Exercise instructions:
What is needed here is an exact copy of all the records below.

Records for the task:
+++
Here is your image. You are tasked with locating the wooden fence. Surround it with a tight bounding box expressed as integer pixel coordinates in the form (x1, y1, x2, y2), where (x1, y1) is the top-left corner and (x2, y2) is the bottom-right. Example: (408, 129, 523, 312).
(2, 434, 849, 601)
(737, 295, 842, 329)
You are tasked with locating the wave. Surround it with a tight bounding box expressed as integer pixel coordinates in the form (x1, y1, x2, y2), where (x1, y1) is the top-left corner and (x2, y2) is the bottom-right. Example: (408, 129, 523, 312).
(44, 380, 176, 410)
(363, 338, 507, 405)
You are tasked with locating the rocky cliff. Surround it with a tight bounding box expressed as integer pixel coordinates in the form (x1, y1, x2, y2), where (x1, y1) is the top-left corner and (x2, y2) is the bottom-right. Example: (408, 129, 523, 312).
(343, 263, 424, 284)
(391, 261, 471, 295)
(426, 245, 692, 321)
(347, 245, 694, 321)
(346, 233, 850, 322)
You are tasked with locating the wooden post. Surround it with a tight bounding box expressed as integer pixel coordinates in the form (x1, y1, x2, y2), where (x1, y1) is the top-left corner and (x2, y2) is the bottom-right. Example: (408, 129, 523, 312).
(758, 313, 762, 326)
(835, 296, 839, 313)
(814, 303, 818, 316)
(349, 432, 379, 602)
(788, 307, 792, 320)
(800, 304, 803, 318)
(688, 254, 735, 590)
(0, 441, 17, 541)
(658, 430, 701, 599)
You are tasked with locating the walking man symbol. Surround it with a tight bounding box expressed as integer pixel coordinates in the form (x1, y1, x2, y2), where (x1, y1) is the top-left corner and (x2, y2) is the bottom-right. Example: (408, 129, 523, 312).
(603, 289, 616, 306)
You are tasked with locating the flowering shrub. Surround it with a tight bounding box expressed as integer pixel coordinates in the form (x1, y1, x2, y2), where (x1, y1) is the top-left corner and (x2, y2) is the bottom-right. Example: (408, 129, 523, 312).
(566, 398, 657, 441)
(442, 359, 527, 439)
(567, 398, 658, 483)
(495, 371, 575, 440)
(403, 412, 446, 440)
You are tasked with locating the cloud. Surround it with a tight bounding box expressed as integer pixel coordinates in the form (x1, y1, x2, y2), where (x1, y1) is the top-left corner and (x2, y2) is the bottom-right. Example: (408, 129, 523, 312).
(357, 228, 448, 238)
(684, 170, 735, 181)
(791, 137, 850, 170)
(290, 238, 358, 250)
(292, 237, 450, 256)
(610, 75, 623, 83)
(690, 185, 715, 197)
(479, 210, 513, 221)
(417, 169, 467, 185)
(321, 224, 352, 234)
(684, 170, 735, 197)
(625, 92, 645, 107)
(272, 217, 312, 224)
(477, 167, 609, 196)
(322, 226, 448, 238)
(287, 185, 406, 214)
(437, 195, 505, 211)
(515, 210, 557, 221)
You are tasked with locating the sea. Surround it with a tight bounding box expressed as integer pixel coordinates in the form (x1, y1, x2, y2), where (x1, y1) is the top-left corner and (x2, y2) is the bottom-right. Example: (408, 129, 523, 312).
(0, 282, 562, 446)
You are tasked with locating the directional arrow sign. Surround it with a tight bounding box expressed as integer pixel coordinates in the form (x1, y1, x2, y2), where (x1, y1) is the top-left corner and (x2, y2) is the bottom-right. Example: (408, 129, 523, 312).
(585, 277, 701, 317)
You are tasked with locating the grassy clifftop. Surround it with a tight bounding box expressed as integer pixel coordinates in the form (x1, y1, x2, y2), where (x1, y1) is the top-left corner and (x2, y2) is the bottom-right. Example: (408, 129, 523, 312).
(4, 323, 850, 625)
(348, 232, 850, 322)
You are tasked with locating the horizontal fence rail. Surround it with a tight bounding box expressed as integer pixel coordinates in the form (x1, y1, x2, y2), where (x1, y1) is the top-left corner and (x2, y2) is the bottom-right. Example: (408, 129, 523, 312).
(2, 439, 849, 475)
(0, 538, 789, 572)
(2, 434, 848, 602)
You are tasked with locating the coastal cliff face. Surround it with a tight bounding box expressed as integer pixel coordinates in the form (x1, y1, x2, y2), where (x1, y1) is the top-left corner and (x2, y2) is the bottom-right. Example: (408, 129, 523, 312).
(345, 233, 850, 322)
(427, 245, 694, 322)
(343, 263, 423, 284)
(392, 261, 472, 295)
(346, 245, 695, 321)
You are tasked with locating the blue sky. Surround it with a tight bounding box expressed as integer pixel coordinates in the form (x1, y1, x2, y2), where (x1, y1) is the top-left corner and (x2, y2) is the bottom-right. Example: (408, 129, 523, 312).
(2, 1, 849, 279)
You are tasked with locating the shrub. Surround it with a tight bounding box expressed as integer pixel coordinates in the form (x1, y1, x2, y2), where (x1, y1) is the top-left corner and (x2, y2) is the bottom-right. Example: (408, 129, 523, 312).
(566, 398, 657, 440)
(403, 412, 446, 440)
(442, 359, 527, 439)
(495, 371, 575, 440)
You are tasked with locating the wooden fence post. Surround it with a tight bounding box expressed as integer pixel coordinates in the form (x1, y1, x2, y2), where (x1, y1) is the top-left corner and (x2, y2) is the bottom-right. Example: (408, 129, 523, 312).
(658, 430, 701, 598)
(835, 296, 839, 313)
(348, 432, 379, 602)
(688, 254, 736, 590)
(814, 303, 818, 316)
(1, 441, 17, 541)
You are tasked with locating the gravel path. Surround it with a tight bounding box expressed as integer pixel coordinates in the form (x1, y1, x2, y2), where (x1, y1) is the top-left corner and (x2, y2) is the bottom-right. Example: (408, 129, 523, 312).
+++
Answer area:
Here is your image. You are tasked with locating the wooden fence. Surround it with a tight bounding box expressed as integer pixel coordinates in the form (x1, y1, x2, y2), where (x1, y1) is the top-left corner and (x2, y2) is the bottom-right. Example: (408, 129, 523, 312).
(2, 434, 849, 601)
(737, 295, 842, 329)
You are tasked with locating the wave. Surround it with a tight bounding box expressed as integer pixel coordinates in the form (x1, y1, x2, y2), where (x1, y1) is the top-left corner and (x2, y2) is the bottom-right. Example: (408, 129, 523, 312).
(44, 380, 176, 410)
(363, 338, 507, 405)
You are tasked with locating the rocky cliff. Surround it with a tight bounding box expressed as integer pixel coordinates in the form (x1, y1, x2, y2), where (x1, y1) is the top-left corner and (x2, y2) is the bottom-right. Example: (408, 129, 523, 312).
(343, 263, 424, 284)
(391, 261, 471, 295)
(426, 245, 692, 321)
(347, 245, 694, 321)
(346, 233, 850, 322)
You are tasked with locating the wooden post. Surround it with a tight bounding box expressed as integer pixel coordinates in the form (x1, y1, x2, y2), where (x1, y1) is the top-left corner and (x2, y2) is the bottom-right. Example: (408, 129, 523, 312).
(758, 313, 762, 326)
(835, 296, 839, 313)
(814, 303, 818, 316)
(349, 432, 379, 602)
(788, 307, 792, 320)
(800, 304, 803, 318)
(688, 254, 735, 590)
(0, 441, 17, 541)
(658, 430, 701, 599)
You are tasked with locating the walking man symbol. Surround it with a tight bounding box expressed as integer pixel coordinates in the form (x1, y1, x2, y2), where (x1, y1) is the top-left corner and (x2, y2) is the bottom-right. Example: (408, 129, 523, 312).
(603, 289, 616, 306)
You are tasked with locating the flowering shrub. Surround it with a tight bounding box expressed as integer pixel coordinates in the form (x1, y1, x2, y2), where (x1, y1) is the top-left corner and (x2, y2) is the bottom-right. Example: (408, 129, 523, 312).
(566, 398, 657, 441)
(442, 359, 527, 439)
(567, 398, 658, 483)
(495, 371, 575, 440)
(403, 412, 446, 440)
You are tasked with locating the cloud. Surround it with a tight bounding box expressed as integer pixel coordinates in the form (x1, y1, x2, y2), where (x1, y1) is the top-left corner and (x2, y2) is the bottom-right. Example: (408, 129, 523, 312).
(357, 228, 448, 238)
(684, 170, 735, 181)
(791, 137, 850, 170)
(290, 238, 358, 250)
(292, 237, 450, 256)
(610, 75, 623, 83)
(690, 185, 715, 197)
(479, 210, 513, 221)
(417, 169, 467, 185)
(321, 224, 352, 234)
(684, 170, 735, 197)
(625, 92, 645, 107)
(272, 217, 312, 224)
(477, 167, 609, 196)
(322, 226, 448, 238)
(287, 185, 406, 214)
(437, 195, 505, 211)
(515, 210, 557, 221)
You are tasked with locating the sea. Surround it with a tight bounding box expressed as integer pixel coordinates in the form (x1, y1, x2, y2), where (x1, y1) is the top-left corner and (x2, y2) is the bottom-right. Example: (408, 129, 523, 312).
(0, 282, 562, 446)
You are tasked with locating the directional arrow sign. Surround it with a tight bounding box expressed as integer pixel coordinates in the form (x1, y1, x2, y2), where (x1, y1) is the top-left corner and (x2, y2) is the bottom-right. Example: (408, 129, 523, 312).
(585, 277, 701, 317)
You are tasked with locating the grassy clifftop. Surround it with a tight bounding box expressed as integer pixel coordinates in the form (x1, y1, x2, y2), where (x1, y1) is the top-left corner and (x2, y2) is the bottom-right. Example: (408, 129, 523, 312).
(4, 323, 850, 625)
(348, 232, 850, 322)
You are tasked with locating the horizontal fence rail. Surround it with a tight bounding box expressed as integer pixel coordinates in the form (x1, y1, x2, y2), where (x1, y1) is the top-left corner and (x2, y2) is the bottom-right. Example: (408, 129, 523, 312).
(2, 439, 849, 475)
(0, 538, 789, 572)
(2, 434, 848, 602)
You are tasked with locating the coastal cliff face. Surround it with a tight bounding box expressed as integer pixel coordinates in the form (x1, y1, x2, y2), where (x1, y1) is the top-left corner and (x2, y2) is the bottom-right. Example: (408, 129, 523, 312).
(345, 233, 850, 322)
(427, 245, 694, 322)
(343, 263, 423, 284)
(392, 261, 472, 295)
(346, 245, 695, 321)
You are tasked with locating the blue sky. Surround it with a tight bounding box expressed as integer pixel coordinates in the form (x1, y1, x2, y2), where (x1, y1) is the top-left corner and (x2, y2) is the bottom-right. Example: (408, 129, 523, 312).
(2, 1, 849, 279)
You are tasked with locating the shrub. Surround it with a tight bounding box expressed as integer pixel coordinates in the form (x1, y1, x2, y2), where (x1, y1) is the top-left corner and (x2, y2) is the bottom-right. Example: (408, 129, 523, 312).
(566, 398, 657, 440)
(403, 412, 446, 440)
(442, 359, 527, 439)
(495, 371, 575, 440)
You are tasked with locating the wooden fence post. Surround it with a tight bounding box expressed as integer pixel coordinates in the form (x1, y1, x2, y2), where (x1, y1) is the top-left corner and (x2, y2) is the bottom-right. Example: (408, 129, 523, 312).
(658, 430, 701, 598)
(835, 296, 839, 313)
(348, 432, 379, 602)
(688, 254, 736, 590)
(814, 303, 818, 316)
(1, 441, 17, 541)
You are tasked with locating the gravel path. Surround it with a tight bounding box expressed as integer pixel coordinates in the form (x1, y1, x2, y2), where (x1, y1) is the top-left corner and (x2, y2) is the bottom-right. Example: (408, 129, 523, 312).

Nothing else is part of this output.